◆ INSTRUKSI
Menurut teks tentang fenomena mengemis di Cirebon, Syarif Durakman merupakan nama lain dari siapa?

Berziarah ke pemakaman Gunung Jati, Cirebon, akan dikepung oleh segerombolan bocah, dan terkadang orang tua pun menyertainya, terlebih lagi memasuki hari-hari besar Islam seperti bulan Mulud. Mereka terus menempel memaksa pengunjung mengeluarkan beberapa lembar pecahan uang kecil atau recehan.
Pemandangan semacam itu bukan hanya di pemakaman Gunung Jati, melainkan di beberapa tempat lain juga, terutama di masjid-masjid pada bada salat jumat. Di area keraton-keraton Cirebon pun begitu, mereka ada di sana.
Awal kemunculan fenomena meminta-minta (mengemis) belum diketahui persis, tetapi ditengarai berlangsung sejak beberapa abad lalu. Sebuah historiografi tradisional paling popular di kalangan masyarakat Cirebon dan Indramayu, naskah Babad Cirebon, di dalamnya terdapat penggalan kisah seorang pengemis di Lemah Wungkuk Cirebon pada abad ke-15. Nama si pengemis Syarif Durakman, nama lain dari Sunan Kalijaga. Tujuan utamanya ingin bertemu dengan Sunan Gunung Jati, menjadi pengemis hanya menyamar.

◆ DATA TERCATAT

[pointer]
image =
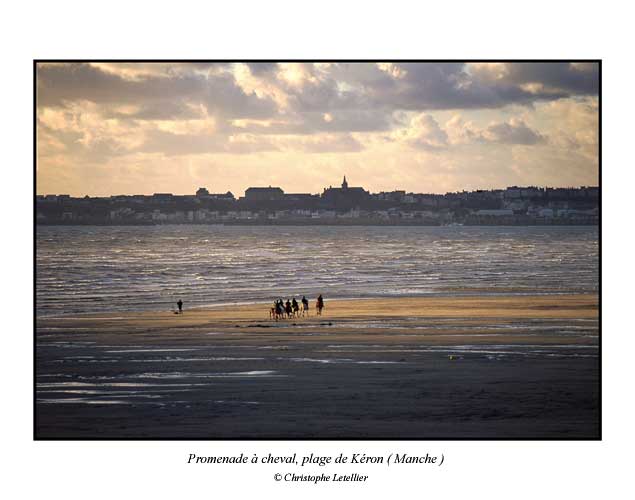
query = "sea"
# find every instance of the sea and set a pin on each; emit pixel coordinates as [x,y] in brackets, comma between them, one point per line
[88,269]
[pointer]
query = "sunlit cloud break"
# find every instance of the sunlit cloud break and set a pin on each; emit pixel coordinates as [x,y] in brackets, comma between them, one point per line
[140,128]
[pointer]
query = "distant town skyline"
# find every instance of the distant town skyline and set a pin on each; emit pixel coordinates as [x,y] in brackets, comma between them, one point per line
[142,128]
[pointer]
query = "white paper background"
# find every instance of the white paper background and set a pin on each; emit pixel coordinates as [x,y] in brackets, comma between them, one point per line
[487,29]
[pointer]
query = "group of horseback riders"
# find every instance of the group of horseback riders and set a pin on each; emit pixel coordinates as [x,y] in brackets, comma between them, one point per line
[291,309]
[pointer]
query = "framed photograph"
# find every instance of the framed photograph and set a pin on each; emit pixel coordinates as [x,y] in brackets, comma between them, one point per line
[317,250]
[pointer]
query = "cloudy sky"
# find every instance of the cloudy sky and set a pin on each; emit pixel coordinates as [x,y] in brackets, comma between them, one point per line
[124,128]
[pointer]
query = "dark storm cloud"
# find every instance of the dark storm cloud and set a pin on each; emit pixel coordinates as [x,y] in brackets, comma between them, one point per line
[581,79]
[219,93]
[441,86]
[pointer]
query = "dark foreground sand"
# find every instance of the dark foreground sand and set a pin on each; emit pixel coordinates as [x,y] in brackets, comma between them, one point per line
[429,368]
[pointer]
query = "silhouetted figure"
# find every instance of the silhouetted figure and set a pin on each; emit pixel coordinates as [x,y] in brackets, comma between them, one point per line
[305,306]
[319,305]
[296,307]
[279,309]
[288,309]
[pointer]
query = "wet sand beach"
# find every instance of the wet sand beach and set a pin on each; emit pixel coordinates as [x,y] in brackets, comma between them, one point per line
[508,366]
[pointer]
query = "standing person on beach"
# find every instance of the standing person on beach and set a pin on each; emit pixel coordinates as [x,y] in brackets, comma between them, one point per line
[319,304]
[305,305]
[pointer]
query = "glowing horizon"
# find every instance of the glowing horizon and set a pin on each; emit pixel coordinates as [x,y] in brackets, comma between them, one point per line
[141,128]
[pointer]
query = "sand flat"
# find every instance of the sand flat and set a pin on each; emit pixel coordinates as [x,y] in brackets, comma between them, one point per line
[507,366]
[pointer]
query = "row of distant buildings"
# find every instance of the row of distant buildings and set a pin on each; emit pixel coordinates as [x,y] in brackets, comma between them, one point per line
[335,205]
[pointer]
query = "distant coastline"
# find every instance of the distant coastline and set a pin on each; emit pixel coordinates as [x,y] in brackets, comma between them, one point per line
[334,222]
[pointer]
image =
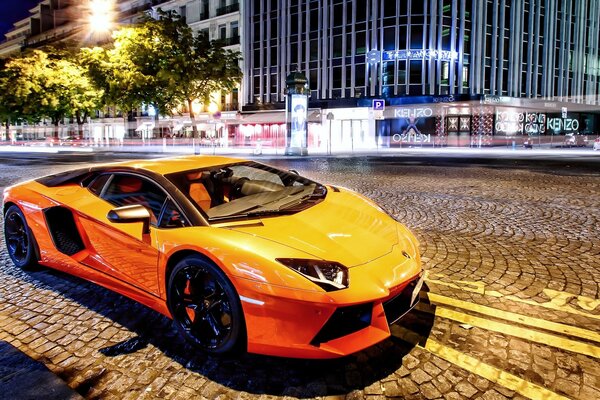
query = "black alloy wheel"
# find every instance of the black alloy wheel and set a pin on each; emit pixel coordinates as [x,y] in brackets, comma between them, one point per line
[19,239]
[206,307]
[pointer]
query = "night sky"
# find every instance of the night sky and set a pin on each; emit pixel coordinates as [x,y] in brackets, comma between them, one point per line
[12,11]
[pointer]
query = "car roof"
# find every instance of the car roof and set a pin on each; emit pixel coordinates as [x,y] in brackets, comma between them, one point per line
[171,165]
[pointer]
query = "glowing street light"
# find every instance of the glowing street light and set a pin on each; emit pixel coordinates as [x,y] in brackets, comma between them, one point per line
[101,15]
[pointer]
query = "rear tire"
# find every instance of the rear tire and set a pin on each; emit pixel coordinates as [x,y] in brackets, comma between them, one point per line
[19,239]
[205,307]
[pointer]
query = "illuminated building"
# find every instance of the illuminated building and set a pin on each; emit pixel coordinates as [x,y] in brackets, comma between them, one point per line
[451,72]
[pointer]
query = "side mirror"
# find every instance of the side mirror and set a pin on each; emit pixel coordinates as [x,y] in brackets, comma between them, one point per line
[129,214]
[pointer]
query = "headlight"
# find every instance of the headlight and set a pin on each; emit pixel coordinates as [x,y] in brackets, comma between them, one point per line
[329,275]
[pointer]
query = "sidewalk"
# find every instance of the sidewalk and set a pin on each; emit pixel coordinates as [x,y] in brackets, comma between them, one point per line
[23,378]
[583,157]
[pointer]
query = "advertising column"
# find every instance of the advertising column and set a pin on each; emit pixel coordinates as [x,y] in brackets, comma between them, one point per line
[297,114]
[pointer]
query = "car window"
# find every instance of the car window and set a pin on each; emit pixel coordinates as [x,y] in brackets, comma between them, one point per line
[171,217]
[129,189]
[98,184]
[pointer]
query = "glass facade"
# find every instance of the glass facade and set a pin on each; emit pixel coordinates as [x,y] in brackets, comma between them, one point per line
[377,48]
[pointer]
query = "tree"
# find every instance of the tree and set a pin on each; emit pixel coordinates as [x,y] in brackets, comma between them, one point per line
[161,63]
[208,69]
[50,86]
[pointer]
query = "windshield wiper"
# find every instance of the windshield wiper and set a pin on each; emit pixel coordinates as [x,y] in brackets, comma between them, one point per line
[248,214]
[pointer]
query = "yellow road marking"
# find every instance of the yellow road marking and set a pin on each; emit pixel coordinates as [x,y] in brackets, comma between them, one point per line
[514,317]
[491,373]
[473,365]
[558,300]
[534,336]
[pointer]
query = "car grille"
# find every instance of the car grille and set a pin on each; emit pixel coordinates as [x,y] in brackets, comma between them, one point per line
[399,305]
[344,321]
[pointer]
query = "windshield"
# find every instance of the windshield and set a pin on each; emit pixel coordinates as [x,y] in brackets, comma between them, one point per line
[246,190]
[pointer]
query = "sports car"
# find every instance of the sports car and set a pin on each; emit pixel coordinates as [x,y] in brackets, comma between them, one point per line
[242,256]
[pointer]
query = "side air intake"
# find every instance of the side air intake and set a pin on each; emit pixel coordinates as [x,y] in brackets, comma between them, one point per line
[63,230]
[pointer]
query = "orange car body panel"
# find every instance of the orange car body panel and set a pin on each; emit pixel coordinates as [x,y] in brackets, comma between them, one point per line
[283,310]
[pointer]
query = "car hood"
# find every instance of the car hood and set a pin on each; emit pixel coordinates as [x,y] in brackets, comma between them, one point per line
[344,227]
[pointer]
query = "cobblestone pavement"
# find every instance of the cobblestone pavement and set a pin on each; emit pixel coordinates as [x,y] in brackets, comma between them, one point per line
[513,309]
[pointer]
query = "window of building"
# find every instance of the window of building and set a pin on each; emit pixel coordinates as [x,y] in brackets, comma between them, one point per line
[338,15]
[416,70]
[359,71]
[337,77]
[389,39]
[361,42]
[337,46]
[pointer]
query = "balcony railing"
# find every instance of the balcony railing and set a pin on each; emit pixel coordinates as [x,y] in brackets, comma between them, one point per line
[228,9]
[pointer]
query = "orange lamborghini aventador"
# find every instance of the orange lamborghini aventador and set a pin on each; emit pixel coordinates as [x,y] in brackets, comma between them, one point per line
[239,254]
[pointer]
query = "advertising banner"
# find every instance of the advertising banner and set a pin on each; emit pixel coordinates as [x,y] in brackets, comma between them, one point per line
[298,120]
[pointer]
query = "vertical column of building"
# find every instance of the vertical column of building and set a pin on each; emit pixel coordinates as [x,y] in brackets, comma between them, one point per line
[398,45]
[495,68]
[247,50]
[502,23]
[476,63]
[327,47]
[433,66]
[305,31]
[593,65]
[548,59]
[372,36]
[536,48]
[578,53]
[284,44]
[515,63]
[529,65]
[563,60]
[453,82]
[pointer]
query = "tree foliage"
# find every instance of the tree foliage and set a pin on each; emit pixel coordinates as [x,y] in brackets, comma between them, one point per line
[157,62]
[42,85]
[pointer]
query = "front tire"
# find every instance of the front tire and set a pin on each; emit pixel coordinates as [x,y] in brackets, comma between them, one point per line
[19,239]
[205,306]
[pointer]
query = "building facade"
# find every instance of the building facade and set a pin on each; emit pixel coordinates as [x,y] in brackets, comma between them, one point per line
[53,21]
[450,72]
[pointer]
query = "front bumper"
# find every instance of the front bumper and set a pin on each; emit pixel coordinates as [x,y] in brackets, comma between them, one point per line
[290,323]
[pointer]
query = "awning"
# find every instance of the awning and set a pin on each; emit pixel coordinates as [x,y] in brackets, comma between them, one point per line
[276,117]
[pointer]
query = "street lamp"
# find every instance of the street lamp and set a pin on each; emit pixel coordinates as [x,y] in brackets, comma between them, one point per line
[101,15]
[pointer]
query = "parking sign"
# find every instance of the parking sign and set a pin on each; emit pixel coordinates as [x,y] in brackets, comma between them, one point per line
[378,105]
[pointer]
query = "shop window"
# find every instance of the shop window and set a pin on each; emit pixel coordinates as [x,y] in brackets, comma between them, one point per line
[359,71]
[314,50]
[294,23]
[361,43]
[389,39]
[361,10]
[417,7]
[349,46]
[401,72]
[349,76]
[416,69]
[416,37]
[256,58]
[314,20]
[388,73]
[274,32]
[337,77]
[338,14]
[313,79]
[337,46]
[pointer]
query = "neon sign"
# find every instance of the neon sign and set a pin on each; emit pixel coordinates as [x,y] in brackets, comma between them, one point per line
[428,54]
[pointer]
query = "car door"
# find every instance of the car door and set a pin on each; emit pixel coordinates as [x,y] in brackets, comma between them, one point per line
[121,249]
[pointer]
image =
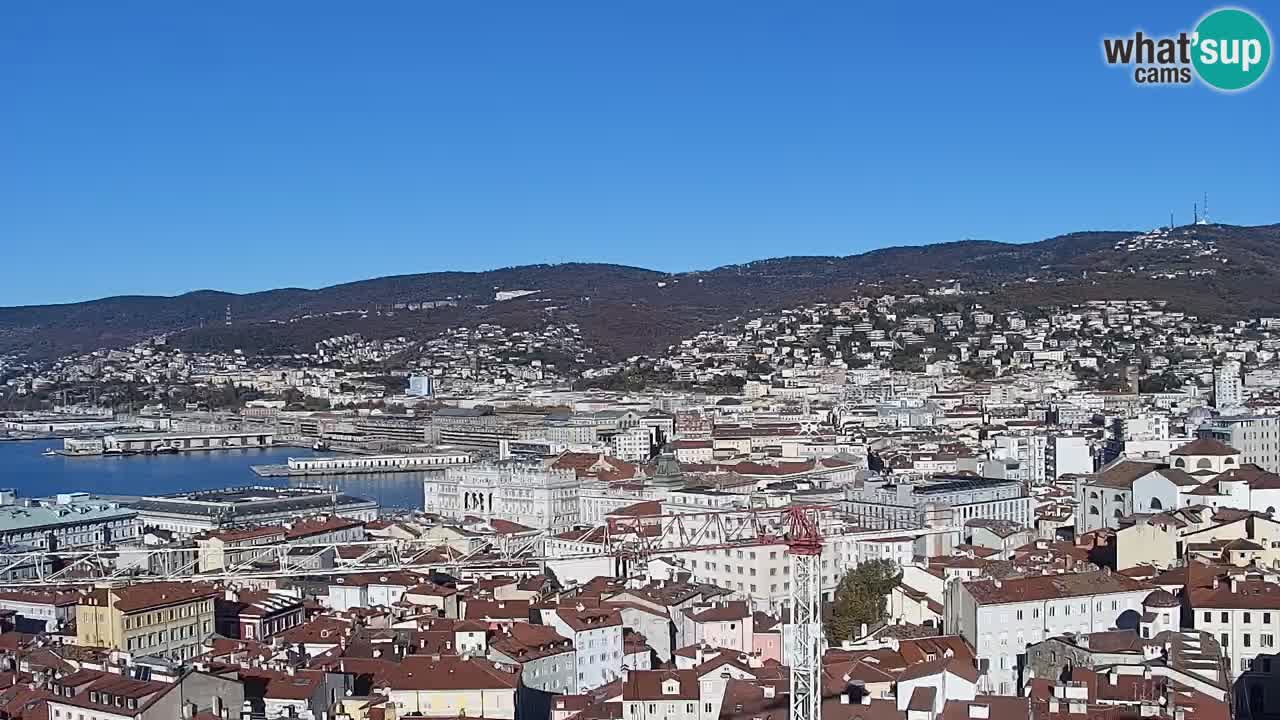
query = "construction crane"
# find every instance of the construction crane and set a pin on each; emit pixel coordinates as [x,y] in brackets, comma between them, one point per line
[804,541]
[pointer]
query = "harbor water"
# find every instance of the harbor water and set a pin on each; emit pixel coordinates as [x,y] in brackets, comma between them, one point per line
[24,468]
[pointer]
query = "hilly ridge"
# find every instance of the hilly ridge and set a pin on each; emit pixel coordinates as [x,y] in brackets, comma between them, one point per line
[1214,270]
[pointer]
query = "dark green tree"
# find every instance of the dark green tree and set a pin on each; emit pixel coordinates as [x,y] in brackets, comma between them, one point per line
[862,597]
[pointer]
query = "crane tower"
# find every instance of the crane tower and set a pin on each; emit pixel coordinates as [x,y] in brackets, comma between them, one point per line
[804,541]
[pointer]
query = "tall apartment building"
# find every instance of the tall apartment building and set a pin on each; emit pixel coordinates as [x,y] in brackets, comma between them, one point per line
[163,619]
[1066,455]
[1028,450]
[1228,386]
[1257,437]
[517,492]
[760,575]
[915,502]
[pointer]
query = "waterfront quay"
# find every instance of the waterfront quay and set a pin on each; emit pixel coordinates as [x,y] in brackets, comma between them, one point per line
[362,464]
[133,443]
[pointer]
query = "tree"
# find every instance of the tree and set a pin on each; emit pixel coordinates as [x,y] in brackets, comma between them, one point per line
[860,598]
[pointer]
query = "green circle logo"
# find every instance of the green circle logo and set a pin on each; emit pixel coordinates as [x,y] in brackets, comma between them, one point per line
[1233,49]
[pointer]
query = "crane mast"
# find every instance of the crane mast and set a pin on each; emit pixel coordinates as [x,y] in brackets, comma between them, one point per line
[804,541]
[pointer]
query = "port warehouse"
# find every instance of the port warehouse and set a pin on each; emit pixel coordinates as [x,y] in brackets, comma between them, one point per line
[378,461]
[145,442]
[471,428]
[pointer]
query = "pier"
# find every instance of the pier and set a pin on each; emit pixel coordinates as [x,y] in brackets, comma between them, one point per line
[184,442]
[362,464]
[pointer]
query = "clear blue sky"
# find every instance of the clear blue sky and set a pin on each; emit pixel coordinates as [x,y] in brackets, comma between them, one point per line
[159,147]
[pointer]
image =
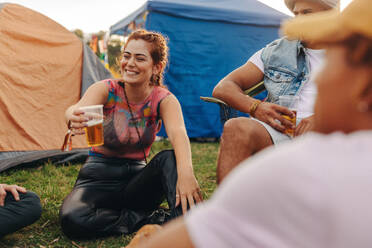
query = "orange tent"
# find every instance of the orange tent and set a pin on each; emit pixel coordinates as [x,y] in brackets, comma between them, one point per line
[44,68]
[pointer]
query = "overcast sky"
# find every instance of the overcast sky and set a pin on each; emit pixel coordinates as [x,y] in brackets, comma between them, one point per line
[94,15]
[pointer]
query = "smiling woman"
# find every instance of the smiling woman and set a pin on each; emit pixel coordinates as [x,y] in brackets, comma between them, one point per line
[117,191]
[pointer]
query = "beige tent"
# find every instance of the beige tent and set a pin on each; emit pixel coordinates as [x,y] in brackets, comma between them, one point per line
[44,68]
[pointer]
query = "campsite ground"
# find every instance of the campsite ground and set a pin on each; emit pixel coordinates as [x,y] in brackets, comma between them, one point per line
[53,183]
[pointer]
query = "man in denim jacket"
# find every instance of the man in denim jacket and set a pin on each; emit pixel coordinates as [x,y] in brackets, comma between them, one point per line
[286,68]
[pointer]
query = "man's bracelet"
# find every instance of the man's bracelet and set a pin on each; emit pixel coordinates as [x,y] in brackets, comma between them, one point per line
[254,107]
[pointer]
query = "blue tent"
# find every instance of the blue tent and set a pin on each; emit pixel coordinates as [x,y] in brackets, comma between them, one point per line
[207,40]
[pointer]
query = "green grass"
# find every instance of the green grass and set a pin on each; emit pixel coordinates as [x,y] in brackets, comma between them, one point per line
[52,183]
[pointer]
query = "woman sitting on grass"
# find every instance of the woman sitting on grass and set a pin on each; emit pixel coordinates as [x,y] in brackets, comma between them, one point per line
[116,191]
[316,190]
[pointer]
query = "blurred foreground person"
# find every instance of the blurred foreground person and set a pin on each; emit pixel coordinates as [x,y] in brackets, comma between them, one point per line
[18,208]
[285,67]
[117,191]
[314,191]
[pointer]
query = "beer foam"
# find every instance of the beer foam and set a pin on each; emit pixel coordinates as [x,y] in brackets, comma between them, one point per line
[94,122]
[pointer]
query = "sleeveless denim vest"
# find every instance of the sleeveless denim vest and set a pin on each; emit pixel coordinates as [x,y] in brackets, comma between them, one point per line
[286,68]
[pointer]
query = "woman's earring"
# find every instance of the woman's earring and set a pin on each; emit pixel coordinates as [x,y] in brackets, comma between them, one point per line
[362,107]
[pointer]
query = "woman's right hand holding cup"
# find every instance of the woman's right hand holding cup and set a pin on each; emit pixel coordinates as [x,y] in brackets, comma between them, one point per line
[77,122]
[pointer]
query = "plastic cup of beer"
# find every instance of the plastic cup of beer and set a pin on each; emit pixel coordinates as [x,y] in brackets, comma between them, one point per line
[290,102]
[94,129]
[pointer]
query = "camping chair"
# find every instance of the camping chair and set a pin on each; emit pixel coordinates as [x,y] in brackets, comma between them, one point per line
[226,111]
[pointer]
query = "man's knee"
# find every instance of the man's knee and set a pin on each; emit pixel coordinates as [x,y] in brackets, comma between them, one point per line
[239,130]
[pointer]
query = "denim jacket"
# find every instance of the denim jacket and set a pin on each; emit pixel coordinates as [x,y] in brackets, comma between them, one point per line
[286,68]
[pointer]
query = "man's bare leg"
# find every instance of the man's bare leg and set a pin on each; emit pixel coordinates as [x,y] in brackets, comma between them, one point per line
[241,138]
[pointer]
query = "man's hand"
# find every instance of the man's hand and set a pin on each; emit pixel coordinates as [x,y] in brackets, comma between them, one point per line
[14,189]
[272,114]
[306,124]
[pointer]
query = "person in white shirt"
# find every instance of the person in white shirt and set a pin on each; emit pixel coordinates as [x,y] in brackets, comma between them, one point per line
[285,67]
[314,191]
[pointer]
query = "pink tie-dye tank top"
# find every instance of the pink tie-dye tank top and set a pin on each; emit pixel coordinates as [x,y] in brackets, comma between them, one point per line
[120,135]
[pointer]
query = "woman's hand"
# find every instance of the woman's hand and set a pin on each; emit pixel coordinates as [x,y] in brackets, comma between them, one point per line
[77,122]
[306,124]
[272,114]
[187,191]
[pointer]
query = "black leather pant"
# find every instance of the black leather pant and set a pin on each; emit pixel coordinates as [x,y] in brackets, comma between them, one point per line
[115,196]
[17,214]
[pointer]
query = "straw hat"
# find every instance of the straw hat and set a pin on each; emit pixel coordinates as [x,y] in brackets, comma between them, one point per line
[332,26]
[329,3]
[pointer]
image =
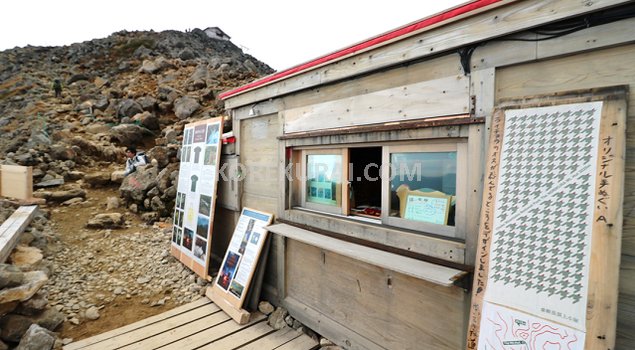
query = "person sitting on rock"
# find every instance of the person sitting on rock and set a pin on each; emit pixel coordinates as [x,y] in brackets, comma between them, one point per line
[57,87]
[134,160]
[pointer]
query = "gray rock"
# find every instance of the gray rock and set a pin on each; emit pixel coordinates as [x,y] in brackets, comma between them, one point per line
[107,220]
[50,319]
[128,108]
[14,326]
[128,134]
[150,217]
[98,179]
[37,338]
[62,152]
[157,205]
[49,183]
[34,306]
[60,196]
[187,54]
[117,176]
[10,276]
[31,283]
[185,106]
[147,120]
[136,185]
[112,203]
[92,313]
[153,67]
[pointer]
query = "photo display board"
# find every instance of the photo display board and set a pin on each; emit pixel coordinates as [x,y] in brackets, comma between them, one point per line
[553,190]
[196,194]
[240,261]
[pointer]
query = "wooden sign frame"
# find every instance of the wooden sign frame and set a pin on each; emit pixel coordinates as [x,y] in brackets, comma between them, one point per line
[606,228]
[231,287]
[16,181]
[196,195]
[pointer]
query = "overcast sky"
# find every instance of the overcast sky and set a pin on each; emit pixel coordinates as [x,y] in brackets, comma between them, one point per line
[280,33]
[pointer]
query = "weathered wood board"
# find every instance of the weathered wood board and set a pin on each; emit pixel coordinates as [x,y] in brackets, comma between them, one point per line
[16,181]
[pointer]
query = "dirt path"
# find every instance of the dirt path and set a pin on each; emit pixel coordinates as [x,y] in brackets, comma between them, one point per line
[124,275]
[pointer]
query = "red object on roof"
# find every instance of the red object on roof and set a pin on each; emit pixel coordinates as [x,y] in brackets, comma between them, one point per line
[363,45]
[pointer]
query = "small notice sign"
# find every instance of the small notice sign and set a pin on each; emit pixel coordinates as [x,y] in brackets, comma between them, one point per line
[431,209]
[239,264]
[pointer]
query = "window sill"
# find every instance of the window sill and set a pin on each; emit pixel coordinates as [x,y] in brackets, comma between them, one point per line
[426,271]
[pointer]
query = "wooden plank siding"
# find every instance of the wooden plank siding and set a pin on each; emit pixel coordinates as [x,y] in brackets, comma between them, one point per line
[259,156]
[608,67]
[440,97]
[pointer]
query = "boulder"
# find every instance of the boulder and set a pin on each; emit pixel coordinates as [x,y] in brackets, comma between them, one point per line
[50,319]
[147,120]
[14,327]
[97,128]
[148,103]
[34,306]
[161,154]
[92,313]
[62,152]
[128,134]
[128,108]
[112,203]
[150,218]
[8,307]
[117,176]
[185,106]
[107,220]
[10,276]
[136,185]
[26,257]
[61,196]
[32,282]
[98,179]
[36,338]
[155,66]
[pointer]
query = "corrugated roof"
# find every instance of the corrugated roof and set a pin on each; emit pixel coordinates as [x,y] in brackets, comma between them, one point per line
[363,46]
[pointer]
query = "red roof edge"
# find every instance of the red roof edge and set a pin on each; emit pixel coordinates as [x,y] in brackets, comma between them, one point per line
[443,16]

◆ JAWABAN TERTULIS
Sunan Kalijaga.